▸ **GOAL**
Rewrite the material as a Markdown table with the columns Row and Line, giving each line its own numbered row and leaving out blank lines. Begin at the line that contains "Locate the building", stop after the line that contains "pixel 110 99", and include only those lines.

--- begin ENTRIES SHOWN ---

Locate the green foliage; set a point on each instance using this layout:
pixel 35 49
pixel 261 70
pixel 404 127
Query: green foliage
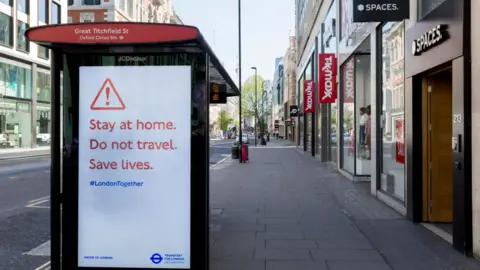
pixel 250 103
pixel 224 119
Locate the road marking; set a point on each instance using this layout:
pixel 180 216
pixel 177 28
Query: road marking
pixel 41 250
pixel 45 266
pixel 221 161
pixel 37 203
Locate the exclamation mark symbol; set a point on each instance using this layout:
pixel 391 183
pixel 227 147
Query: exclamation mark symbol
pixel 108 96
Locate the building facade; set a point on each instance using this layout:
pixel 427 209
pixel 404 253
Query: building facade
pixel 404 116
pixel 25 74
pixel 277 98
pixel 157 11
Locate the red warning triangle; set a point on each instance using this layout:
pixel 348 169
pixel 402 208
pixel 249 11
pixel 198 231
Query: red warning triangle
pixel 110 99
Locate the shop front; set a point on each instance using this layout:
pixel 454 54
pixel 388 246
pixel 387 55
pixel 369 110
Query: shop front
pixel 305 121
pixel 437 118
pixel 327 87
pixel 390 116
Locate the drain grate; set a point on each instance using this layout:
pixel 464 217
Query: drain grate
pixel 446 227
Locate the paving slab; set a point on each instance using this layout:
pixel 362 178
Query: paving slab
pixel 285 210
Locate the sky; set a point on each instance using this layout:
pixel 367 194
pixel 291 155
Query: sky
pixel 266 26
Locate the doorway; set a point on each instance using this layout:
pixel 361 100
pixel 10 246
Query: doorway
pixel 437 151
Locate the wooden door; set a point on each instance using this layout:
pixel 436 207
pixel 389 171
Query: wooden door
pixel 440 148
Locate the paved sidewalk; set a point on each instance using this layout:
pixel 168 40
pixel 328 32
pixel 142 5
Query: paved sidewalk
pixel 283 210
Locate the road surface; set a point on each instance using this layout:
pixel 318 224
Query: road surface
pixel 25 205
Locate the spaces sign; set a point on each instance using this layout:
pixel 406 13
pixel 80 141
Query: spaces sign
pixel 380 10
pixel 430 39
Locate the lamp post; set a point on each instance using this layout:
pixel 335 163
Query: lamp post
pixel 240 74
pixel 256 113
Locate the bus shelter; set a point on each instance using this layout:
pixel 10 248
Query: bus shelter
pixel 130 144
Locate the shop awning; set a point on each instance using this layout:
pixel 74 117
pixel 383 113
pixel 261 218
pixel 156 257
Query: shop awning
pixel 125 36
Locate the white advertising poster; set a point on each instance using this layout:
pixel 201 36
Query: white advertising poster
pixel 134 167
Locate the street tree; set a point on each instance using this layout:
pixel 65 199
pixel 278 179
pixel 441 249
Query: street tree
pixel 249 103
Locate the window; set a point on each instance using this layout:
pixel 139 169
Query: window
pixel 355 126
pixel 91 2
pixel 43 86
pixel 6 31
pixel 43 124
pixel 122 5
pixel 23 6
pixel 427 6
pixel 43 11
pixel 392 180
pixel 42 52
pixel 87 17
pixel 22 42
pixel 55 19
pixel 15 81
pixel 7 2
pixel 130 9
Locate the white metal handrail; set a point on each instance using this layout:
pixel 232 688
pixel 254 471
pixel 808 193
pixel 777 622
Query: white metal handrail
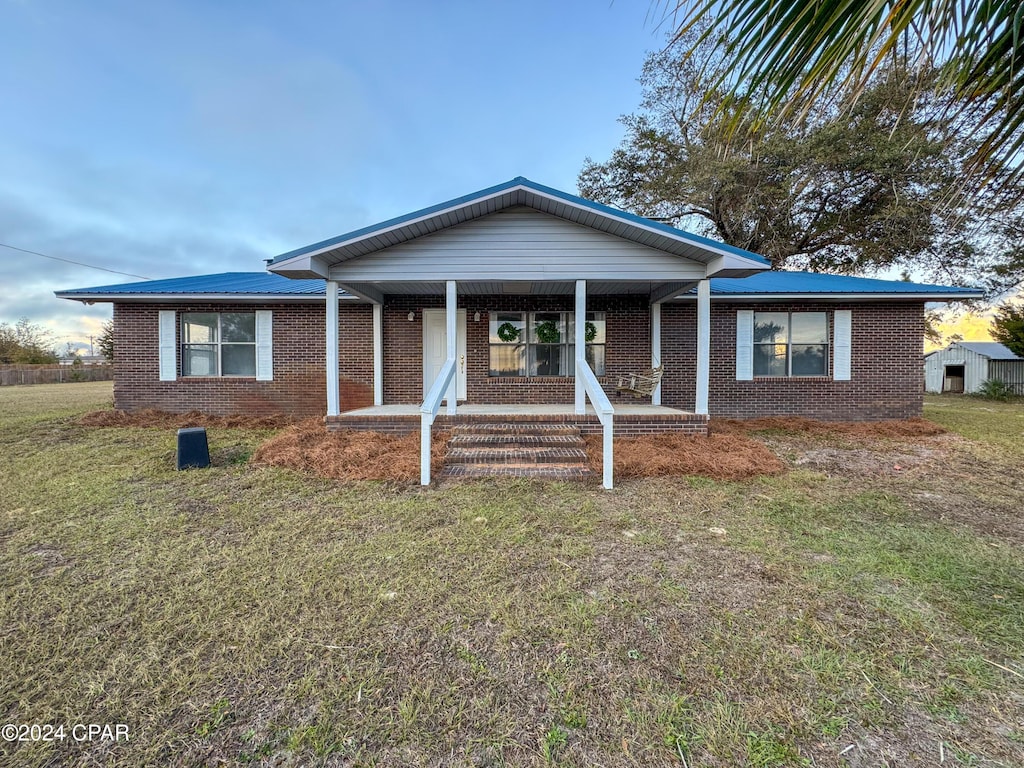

--- end ENTRIES SHOWN ---

▸ **PROBLEM SOLUTION**
| Row | Line |
|---|---|
| 1 | Locate the building facade; set a point on each instance using this layout: |
| 2 | pixel 427 209 |
| 3 | pixel 404 253 |
| 4 | Query: building facade |
| 5 | pixel 404 116 |
| 6 | pixel 25 74 |
| 7 | pixel 277 98 |
| 8 | pixel 157 11 |
| 9 | Locate the red warning triangle; set a point on each instance using this layout: |
| 10 | pixel 348 169 |
| 11 | pixel 402 208 |
| 12 | pixel 249 11 |
| 13 | pixel 198 231 |
| 14 | Query: red warning triangle |
| 15 | pixel 110 99 |